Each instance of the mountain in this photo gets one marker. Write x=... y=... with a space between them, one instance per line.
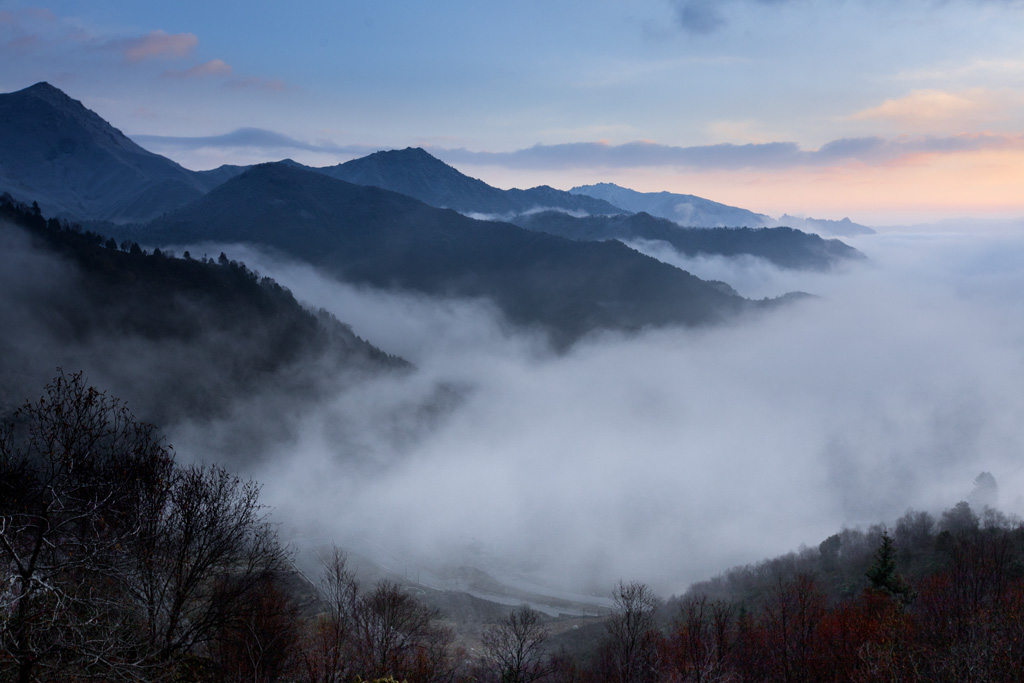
x=683 y=209
x=373 y=236
x=415 y=172
x=691 y=211
x=181 y=338
x=784 y=247
x=839 y=228
x=73 y=163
++++++++++
**What this task involves**
Retype the text of the item above word for word, and leave the picture out.

**Reply**
Each instance of the mountain in this photo gets one marker. Write x=... y=... with a space between them, one instance per line.
x=683 y=209
x=373 y=236
x=415 y=172
x=691 y=211
x=181 y=338
x=784 y=247
x=839 y=228
x=73 y=163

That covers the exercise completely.